§ Written task A:
Set down the passage of the essay on why Africa lags behind between "Most of Africa" and "mortality, among others.", inclusive.
§ Written task B:
For each statement, decide whether the essay on why Africa lags behind supports it, and quote the words that settle it: (i) The Berlin conference the essay mentions took place in 1884. (ii) The essay says most of Africa has been independent for the last 100 years. (iii) The essay gives the title of Walter Rodney's book as How Europe Underdeveloped Africa.
§ Written task C:
According to the essay on why Africa lags behind, what do some Kenyan academics still claim about solar energy?

Progress: Why Africa Lags Behind

Published on 10th September 2012

In virtually all technological spheres, Africa trails the other continents. This is despite its rich resource endowments, relatively highly educated populace and rapid integration into the global scene. The apologists like Walter Rodney in his landmark book on development: How Europe Underdeveloped Africa, have tried to attribute Africa’s poverty and backwardness in technological advancement to colonization. European powers lead by Britain at the infamous 1884 Berlin conference went on an offensive appropriating different part of the continent. The plunder of the continent’s resources is allegedly the one behind the building of Europe. The ornate chapels, theatres and castles that today dot Europe stand as an imprimatur of Africa’s heavy price to underwrite the old continent’s luxuries. This would by all stilts make a convincing read for Afrocentrics, and just about everyone else but for some startling realities.

Most of Africa has been independent for the last 50 years, a time long enough to recover from the injuries of colonial domination. But instead, the continent is poorer, indebted, and performing dismally in almost all spheres: literacy, technology, health, governance, poverty, life expectancy and child mortality, among others. 

Apologists, historians and scholars have spent a lifetime explaining Africa's predicament. Some say that Europeans stole Africa’s technology and patented it. Some Kenyan academics still claim that solar energy was ‘a Kenyan technology stolen from Western Kenya.’ There are accounts of how ancient Egypt provided the world with basics of physics, mathematics, astronomy, engineering (remember the pyramids of Giza?) and just about everything else. Civilization along the Nile might have been the first hub of technology as recent discoveries prove. But that does not trash the most important question of the moment: What happened to Africa?

We never invented the wheel. We never invented the gun powder. We never invented the combustion engine, airplane, computer, nor manufactured goods to sell to the other continents like Britain did for over 200 years, USA for half a century and China is doing currently. Where did the rain start beating this cradle of mankind?

§ Extracted material:
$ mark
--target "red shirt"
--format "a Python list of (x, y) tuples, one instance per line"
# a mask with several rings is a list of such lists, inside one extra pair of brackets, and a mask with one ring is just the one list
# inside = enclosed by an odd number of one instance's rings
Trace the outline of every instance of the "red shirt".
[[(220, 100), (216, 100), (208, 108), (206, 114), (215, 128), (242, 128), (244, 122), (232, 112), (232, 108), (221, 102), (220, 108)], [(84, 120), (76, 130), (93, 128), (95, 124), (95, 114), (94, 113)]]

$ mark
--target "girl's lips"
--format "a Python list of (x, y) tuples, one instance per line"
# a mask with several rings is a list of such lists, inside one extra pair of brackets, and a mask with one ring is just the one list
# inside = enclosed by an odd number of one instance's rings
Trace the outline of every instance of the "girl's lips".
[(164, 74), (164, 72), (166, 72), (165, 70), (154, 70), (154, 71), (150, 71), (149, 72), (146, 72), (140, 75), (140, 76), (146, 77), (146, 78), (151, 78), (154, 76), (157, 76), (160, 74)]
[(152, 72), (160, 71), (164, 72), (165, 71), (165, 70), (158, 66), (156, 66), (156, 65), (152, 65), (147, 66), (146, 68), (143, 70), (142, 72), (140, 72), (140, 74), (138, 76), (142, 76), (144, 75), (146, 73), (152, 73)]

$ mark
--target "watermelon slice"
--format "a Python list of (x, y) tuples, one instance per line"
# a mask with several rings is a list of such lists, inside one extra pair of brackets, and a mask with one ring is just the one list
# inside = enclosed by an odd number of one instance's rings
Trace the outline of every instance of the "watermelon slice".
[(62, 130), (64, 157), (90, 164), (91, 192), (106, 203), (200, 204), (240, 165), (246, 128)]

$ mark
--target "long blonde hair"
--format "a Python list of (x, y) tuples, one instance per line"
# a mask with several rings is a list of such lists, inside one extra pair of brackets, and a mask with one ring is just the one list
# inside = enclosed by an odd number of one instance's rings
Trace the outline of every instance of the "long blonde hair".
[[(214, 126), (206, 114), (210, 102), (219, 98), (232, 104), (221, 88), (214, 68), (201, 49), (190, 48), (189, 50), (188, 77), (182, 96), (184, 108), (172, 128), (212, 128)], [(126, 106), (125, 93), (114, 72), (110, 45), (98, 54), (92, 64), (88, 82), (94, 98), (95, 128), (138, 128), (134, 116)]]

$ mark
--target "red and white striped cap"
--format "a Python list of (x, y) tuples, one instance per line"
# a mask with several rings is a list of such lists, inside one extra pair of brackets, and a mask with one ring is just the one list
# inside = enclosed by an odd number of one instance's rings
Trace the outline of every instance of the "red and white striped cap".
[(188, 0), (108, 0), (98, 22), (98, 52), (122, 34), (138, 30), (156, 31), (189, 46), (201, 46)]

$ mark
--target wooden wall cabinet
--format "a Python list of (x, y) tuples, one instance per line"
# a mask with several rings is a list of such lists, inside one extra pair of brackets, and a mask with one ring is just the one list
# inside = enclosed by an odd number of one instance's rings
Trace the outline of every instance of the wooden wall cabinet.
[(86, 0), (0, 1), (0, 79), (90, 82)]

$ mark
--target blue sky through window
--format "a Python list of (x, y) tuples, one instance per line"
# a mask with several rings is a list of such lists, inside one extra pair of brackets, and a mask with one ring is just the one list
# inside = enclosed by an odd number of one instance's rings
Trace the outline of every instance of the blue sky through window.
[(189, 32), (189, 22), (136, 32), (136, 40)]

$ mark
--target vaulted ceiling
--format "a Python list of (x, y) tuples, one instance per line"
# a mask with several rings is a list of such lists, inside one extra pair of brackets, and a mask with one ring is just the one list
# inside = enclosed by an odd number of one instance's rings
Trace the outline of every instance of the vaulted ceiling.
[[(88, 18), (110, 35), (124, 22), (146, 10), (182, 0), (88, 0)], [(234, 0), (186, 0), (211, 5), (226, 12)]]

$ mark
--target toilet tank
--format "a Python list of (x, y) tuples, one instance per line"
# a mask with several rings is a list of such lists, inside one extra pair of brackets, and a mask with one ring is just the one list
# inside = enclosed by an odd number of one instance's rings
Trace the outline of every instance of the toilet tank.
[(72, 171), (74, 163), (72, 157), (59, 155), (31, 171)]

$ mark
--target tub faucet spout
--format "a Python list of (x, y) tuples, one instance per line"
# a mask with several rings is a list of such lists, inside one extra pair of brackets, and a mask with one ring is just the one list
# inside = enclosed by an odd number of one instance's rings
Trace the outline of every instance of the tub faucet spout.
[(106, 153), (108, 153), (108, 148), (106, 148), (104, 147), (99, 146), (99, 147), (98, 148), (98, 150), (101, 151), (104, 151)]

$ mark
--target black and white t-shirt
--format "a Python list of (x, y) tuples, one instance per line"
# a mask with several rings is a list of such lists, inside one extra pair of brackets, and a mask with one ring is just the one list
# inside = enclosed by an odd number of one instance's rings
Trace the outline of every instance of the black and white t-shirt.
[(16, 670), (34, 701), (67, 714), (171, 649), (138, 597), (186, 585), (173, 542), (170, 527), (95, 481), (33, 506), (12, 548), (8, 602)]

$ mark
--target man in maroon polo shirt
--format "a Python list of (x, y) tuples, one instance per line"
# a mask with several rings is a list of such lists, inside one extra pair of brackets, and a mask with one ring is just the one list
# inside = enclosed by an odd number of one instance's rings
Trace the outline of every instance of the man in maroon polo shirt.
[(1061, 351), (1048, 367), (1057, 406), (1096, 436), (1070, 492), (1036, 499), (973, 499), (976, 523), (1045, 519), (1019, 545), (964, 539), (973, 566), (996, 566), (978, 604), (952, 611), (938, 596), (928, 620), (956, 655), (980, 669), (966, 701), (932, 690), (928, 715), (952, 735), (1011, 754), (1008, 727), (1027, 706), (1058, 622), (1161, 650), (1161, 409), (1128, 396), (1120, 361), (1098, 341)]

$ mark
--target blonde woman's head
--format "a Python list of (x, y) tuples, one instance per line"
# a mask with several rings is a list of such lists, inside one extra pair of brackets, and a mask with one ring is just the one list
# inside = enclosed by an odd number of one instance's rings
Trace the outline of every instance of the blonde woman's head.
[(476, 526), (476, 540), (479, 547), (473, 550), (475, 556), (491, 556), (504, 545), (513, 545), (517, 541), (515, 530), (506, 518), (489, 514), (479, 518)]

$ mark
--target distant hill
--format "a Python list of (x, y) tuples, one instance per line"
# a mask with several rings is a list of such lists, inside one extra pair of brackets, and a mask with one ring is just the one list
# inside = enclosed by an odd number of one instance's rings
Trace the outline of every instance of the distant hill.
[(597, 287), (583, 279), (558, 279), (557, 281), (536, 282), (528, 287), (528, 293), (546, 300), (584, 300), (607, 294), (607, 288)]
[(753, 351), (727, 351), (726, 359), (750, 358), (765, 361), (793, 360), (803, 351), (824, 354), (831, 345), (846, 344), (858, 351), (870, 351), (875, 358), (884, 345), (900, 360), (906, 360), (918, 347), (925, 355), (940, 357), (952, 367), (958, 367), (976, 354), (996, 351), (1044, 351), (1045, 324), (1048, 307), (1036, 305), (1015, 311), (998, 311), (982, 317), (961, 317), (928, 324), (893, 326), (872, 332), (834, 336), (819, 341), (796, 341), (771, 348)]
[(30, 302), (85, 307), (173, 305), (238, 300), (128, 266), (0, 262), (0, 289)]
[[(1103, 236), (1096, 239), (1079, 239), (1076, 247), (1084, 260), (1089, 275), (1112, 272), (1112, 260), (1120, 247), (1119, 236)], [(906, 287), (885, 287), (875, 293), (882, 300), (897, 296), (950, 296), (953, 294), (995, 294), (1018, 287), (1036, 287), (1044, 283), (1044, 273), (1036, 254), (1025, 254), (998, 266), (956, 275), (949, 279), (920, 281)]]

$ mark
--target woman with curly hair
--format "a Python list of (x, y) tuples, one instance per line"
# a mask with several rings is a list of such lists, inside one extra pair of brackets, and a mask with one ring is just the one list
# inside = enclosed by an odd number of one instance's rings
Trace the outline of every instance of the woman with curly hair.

§ Final result A:
Most of Africa has been independent for the last 50 years, a time long enough to recover from the injuries of colonial domination. But instead, the continent is poorer, indebted, and performing dismally in almost all spheres: literacy, technology, health, governance, poverty, life expectancy and child mortality, among others.

§ Final result B:
(i) Yes: "the infamous 1884 Berlin conference"
(ii) No: "Most of Africa has been independent for the last 50 years"
(iii) Yes: "How Europe Underdeveloped Africa"

§ Final result C:
They claim it was "a Kenyan technology stolen from Western Kenya."